## RECORD EXTRACTS
§ §
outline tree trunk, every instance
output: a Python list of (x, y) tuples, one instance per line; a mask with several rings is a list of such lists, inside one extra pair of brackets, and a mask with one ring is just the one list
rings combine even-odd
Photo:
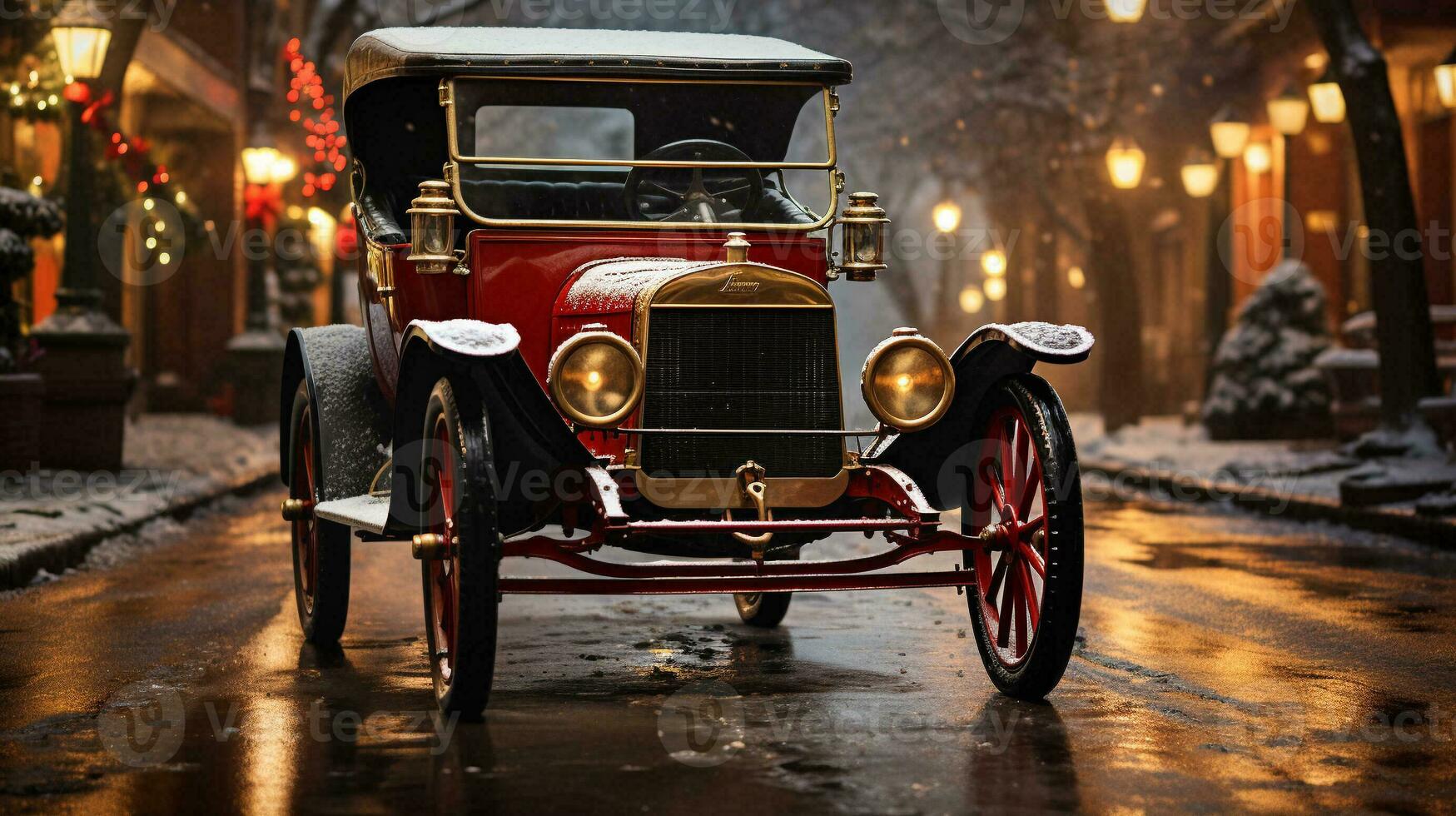
[(1418, 421), (1420, 399), (1440, 391), (1423, 259), (1418, 252), (1412, 256), (1395, 249), (1401, 236), (1421, 235), (1401, 119), (1385, 57), (1366, 39), (1350, 0), (1306, 7), (1348, 103), (1366, 223), (1372, 236), (1383, 236), (1392, 248), (1370, 258), (1370, 291), (1380, 347), (1382, 421), (1401, 430)]
[[(1085, 179), (1089, 189), (1105, 187)], [(1092, 187), (1098, 185), (1098, 187)], [(1102, 427), (1112, 433), (1142, 418), (1143, 316), (1133, 268), (1131, 235), (1123, 207), (1107, 195), (1083, 203), (1092, 243), (1088, 248), (1088, 277), (1098, 297), (1098, 405)]]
§ §
Please find every line in the material above that contains the string "rings", matching case exactly, and copy each of those lines.

output: a Python list of (x, y) tuples, one instance per line; a mask with several rings is a list of such lists, inside one extra pair of brackets, and a mask with one ring is just the one list
rings combine even-odd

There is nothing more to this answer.